**WHAT THIS TASK INVOLVES**
Only one stretch of the records below is wanted: the lines from the one holding "on the steel" through the one holding "on the double". Return it exactly, both ends included.

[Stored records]
****************************************

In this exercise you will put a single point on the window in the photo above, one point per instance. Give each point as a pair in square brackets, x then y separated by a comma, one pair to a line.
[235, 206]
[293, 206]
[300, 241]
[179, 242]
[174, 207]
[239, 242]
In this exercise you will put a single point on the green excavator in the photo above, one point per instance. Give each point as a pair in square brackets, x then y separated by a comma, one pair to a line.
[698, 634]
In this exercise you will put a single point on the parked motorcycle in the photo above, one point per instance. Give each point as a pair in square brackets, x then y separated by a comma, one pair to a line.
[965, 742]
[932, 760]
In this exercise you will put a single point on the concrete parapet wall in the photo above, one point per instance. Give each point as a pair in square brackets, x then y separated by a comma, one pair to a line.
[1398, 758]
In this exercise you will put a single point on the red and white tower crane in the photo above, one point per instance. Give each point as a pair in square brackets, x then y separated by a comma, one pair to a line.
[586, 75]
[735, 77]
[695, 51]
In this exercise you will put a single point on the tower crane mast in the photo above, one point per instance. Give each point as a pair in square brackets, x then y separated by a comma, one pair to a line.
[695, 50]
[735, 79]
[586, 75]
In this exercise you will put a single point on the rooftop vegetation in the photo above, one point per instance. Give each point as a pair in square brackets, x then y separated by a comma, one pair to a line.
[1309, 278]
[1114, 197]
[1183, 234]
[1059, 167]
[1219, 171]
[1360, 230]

****************************************

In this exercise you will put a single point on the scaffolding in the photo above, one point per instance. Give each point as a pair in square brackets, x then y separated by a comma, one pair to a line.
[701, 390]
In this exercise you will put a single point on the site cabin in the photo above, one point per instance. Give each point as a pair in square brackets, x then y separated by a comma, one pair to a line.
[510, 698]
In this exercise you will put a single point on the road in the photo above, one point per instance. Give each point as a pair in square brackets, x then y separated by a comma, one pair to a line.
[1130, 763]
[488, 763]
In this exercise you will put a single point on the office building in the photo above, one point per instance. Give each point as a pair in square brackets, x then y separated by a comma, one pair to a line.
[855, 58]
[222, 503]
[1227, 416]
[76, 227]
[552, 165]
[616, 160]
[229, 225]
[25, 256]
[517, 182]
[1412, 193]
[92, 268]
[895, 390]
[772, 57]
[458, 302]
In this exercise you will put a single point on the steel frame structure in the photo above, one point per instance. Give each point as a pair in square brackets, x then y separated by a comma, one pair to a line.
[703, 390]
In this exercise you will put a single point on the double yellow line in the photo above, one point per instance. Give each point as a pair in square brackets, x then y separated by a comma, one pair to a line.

****************************************

**WRITTEN SOLUTION**
In this exercise you will put a single point on the steel frame structure in the photo above, one point per instance. Give each point as a pair in square brackets, x then y separated by a comma, one pair to a line.
[703, 390]
In this exercise you will put a single point on the double yellow line in the photo above, one point per instance. Give each point as a pair in square brackets, x then y separated by a comma, one pair to a line.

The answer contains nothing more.